Text for analysis:
INTERFACE/LANDSCAPE 2016 New Media Exhibition




Brazil, 2016 | Babak Fakhamzadeh and Ian Barry


Babak Fakhamzadeh and Ian Barry’s Kompl invites users to become flâneurs — but one guided by technology rather than psychology.

Popularized in nineteenth-century France, flâneurs were strollers or idlers who ignored the mores of their time to explore the wonders of modernity. Flâneurs simultaneously observed and participated in culture rather than standing to the side and decrying it, as luddites of today rail against digital technologies.

In fact, the mobile app is a new media reboot of the idea that inspired the antiquated form of the printed guidebook. It serves travelers who want to bypass tourism for a different kind of experience, one based on customization and automation yet designed to facilitate unexpected situations along a journey that is often more interesting than arriving at a destination.

Rather than using numerical ratings or walking directions to guide the user, the app alerts participants to nearby destinations and requires the user to find their own route to them.

As a consequence, the journey unfolds as a kind of GPS-assisted Brownian flânerie. By providing only the distance and direction for each potential destination, as opposed to superimposing all destinations on a base map of the city, users explore their surroundings on their own terms. They almost accidentally avoid the crowded convergence normally facilitated by guidebooks and more conventional apps.

Problem: Please extend the exhibition text on the Kompl app above, starting right after its final sentence.

Raw data:

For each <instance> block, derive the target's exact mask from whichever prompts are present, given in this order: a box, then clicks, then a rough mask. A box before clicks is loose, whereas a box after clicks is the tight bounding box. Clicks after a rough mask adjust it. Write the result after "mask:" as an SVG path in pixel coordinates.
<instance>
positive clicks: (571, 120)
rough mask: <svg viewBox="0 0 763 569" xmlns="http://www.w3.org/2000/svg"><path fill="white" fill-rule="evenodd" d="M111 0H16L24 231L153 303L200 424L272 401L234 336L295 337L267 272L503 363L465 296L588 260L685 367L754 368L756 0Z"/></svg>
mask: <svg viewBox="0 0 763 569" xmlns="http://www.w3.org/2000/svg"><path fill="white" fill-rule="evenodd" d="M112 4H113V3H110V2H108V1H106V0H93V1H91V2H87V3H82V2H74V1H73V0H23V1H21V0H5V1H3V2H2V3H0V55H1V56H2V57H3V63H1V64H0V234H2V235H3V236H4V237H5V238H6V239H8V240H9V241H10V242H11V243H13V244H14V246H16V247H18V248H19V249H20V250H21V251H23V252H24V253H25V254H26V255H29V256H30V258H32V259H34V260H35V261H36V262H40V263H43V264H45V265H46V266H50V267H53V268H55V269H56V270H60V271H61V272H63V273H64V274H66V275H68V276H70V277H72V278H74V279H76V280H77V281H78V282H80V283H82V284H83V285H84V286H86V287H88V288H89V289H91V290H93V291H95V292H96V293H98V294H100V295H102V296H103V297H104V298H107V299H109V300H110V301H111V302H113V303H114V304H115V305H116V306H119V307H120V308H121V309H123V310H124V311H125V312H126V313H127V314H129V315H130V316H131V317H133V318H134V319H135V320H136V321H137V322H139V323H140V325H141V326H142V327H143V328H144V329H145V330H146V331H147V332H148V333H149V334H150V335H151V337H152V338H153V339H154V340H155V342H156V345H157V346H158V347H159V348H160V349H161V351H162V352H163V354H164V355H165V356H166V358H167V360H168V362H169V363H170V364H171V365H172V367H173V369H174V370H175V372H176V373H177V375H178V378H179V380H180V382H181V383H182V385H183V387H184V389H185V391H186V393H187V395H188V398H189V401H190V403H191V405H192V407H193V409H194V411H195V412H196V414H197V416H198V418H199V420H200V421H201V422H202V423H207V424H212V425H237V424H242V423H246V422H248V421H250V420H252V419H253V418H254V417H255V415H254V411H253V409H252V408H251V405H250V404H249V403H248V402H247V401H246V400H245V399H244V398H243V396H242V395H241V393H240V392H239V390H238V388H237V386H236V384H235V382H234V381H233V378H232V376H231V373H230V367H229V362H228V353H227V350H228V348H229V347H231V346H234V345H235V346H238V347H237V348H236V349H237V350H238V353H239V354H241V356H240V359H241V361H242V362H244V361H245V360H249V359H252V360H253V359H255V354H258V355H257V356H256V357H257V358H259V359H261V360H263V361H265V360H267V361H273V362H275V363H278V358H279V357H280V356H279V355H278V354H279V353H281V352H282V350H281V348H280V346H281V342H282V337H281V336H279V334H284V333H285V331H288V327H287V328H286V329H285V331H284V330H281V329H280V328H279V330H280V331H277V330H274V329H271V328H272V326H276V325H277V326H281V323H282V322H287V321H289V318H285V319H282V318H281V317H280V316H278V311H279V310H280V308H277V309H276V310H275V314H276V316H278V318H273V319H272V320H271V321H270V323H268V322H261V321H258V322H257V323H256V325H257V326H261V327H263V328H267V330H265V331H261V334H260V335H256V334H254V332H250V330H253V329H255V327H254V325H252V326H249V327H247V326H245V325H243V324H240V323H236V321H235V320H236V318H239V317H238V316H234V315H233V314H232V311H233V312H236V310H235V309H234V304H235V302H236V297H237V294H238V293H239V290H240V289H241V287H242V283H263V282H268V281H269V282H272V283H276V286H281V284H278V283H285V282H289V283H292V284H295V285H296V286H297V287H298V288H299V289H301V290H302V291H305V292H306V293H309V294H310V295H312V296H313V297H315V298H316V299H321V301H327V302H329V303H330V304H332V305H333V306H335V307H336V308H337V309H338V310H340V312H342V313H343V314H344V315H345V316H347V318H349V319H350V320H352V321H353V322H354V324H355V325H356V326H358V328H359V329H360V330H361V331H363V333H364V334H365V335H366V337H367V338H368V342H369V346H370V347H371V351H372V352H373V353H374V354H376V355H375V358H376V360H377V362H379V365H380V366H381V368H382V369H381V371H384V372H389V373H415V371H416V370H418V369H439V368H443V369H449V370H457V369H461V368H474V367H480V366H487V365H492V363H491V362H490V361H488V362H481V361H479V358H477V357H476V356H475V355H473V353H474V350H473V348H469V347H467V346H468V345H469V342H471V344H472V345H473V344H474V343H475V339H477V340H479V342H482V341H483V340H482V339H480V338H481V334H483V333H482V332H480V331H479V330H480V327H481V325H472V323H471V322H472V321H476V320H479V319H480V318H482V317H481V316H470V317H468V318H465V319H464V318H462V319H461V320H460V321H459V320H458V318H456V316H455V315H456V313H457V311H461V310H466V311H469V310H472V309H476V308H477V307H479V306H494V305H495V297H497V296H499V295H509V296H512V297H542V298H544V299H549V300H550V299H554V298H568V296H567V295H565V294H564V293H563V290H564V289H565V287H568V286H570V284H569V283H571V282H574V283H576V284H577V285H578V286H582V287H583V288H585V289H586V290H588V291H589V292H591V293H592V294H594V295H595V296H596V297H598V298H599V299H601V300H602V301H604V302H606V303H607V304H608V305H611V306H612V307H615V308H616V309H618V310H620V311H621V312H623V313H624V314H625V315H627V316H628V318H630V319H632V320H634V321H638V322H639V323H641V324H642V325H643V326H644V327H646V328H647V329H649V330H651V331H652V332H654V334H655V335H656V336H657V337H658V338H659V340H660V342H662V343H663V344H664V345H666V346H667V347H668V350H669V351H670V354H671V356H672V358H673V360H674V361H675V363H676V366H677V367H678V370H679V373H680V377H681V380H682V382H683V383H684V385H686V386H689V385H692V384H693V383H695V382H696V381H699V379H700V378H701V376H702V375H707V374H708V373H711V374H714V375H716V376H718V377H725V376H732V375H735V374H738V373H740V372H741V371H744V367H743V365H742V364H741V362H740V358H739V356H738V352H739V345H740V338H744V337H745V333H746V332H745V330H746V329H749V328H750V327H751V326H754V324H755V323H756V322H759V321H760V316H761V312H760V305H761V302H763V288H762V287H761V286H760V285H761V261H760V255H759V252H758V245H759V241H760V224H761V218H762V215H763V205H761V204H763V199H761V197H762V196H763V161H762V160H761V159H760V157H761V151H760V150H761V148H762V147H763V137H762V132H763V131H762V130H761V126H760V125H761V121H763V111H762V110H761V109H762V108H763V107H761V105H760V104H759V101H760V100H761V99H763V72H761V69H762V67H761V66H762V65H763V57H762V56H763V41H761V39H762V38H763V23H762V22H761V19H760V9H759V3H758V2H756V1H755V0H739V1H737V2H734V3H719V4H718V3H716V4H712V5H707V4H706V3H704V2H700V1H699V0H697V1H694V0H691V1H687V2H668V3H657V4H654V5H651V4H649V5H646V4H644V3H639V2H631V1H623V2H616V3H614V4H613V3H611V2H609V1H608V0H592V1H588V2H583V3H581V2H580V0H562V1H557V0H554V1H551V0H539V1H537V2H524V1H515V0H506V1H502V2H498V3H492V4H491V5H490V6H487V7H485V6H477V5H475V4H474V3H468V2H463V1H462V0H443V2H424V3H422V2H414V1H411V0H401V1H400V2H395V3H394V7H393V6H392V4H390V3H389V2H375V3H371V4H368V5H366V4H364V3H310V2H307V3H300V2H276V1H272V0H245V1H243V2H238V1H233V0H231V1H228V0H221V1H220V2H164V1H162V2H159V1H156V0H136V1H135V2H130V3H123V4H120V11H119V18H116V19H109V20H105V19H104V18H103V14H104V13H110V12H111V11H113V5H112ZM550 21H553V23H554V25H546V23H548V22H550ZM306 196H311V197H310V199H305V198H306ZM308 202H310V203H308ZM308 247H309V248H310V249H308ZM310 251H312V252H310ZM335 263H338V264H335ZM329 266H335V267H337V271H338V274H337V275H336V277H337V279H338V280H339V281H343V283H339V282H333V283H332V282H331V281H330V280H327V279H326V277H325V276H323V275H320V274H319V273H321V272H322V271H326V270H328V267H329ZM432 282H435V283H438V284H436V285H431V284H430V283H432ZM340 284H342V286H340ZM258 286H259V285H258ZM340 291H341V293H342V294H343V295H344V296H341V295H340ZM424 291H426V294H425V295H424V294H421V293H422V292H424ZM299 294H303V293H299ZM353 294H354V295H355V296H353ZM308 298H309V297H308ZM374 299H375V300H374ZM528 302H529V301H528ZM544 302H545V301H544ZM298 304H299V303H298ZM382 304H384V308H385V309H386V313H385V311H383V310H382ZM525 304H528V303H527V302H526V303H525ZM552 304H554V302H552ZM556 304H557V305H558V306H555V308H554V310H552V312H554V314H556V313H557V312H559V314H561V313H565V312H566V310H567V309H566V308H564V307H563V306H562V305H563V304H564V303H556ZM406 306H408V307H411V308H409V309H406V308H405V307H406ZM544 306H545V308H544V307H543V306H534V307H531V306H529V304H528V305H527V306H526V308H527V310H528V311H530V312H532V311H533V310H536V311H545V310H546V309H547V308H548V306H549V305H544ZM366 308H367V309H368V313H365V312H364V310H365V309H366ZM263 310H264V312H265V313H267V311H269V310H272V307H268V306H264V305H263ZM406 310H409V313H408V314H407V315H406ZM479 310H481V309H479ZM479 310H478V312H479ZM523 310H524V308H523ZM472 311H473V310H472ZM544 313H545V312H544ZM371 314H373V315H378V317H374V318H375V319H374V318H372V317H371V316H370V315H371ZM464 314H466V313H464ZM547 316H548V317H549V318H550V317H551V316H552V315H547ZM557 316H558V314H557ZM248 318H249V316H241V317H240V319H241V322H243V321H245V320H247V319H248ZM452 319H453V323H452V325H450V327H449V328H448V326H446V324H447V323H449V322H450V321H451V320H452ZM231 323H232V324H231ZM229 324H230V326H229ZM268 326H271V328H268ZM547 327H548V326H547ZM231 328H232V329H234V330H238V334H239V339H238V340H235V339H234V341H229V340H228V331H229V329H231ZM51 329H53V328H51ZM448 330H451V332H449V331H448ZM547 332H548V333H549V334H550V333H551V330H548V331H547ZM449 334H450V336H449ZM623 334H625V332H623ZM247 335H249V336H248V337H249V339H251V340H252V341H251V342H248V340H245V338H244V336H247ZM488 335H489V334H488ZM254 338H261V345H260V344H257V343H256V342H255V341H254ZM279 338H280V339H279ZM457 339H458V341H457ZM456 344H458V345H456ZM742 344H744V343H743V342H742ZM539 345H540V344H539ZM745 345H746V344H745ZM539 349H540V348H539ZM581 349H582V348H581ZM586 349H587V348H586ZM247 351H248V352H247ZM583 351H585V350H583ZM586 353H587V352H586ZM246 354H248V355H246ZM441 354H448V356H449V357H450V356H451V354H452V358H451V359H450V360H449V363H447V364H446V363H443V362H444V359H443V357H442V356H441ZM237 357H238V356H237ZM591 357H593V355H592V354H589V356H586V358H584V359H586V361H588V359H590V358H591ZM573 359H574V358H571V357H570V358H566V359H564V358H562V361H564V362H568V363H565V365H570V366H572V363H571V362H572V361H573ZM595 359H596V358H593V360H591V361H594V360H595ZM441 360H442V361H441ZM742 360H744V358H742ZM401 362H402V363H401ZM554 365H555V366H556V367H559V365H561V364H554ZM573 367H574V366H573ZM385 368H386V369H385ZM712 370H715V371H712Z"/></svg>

---

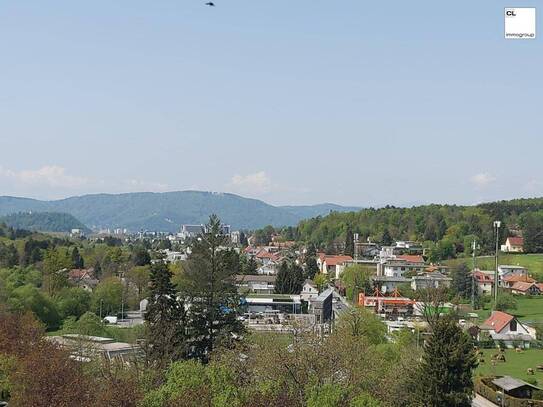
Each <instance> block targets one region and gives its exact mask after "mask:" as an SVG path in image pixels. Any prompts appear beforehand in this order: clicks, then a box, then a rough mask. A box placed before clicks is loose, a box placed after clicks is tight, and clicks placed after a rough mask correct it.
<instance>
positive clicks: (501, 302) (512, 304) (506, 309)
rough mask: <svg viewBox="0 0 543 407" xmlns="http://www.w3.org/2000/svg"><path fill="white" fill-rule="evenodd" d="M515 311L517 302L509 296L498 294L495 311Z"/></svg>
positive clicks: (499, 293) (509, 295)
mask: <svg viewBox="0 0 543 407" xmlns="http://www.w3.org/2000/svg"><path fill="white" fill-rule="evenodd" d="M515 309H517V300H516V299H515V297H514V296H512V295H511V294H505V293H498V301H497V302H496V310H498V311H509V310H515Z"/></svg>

* * *

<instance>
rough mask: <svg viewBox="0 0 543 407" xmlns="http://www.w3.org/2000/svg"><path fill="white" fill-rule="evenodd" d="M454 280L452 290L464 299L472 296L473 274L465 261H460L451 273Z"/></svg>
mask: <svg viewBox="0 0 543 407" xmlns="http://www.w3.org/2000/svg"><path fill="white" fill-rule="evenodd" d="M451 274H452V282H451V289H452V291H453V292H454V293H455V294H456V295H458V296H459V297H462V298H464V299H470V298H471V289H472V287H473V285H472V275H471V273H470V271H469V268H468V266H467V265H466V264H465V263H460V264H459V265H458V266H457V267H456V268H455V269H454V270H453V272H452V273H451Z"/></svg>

Response below:
Adding playfulness to the experience, participants can choose a “character” or “interest'” to aid the user in their urban discovery, collecting locations that match their chosen interest and “level up,” allowing participants to “play the city'” in a way that's akin to a “Pokémon Go for the real world.”

Finally, Kompl allows users to explore one city virtually by exploring another physically, superimposing their physical movements onto virtual space. As a consequence, interface is liberated from landscape. 

Featured cities include Amsterdam (Netherlands), Bogotá (Colombia), Cape Town (South Africa), Damascus (Syria), Dar es Salaam (Tanzania), Lhasa (Tibet), Marrakech (Morocco), Mombasa (Kenya), Montreal (Canada), New York (USA), Rome (Italy), São Paulo (Brazil), San Francisco (USA), and Timbuktu (Mali). Organic growth allows users to vote for the next cities up for inclusion.


Babak Fakhamzadeh has been working in Information and Communication Technologies for Development (ICT4D) since 2001. He brought photo-marathons to Africa and won the Highway Africa new media award with Ismail Farouk in 2007. In 2012, he won the World Summit Award with Eduardo Cachucho. In 2016, he won the Prêmio Vladimir Herzog de Anisitia e Direitos Humanos with Agência Pública. He also created what was probably the first mobile phone-based city tour in 2004 and first QR-code assisted smartphone-based city tour in 2009. His Lorem Ipsum of images currently used around 3 million times per month. Fakhamzadeh and Farouk’s SowetoUprisings.Com was featured in FLEFF’s ubuntu.kuqala in 2008. Cachucho and Fakhamzadeh served on the jury for FLEFF’s Viral Dissonance in 2014.

Ian Barry is a polyglot backend developer, based in London, with extensive experience creating complex solutions for Tesco, Bookatable, QVC and others.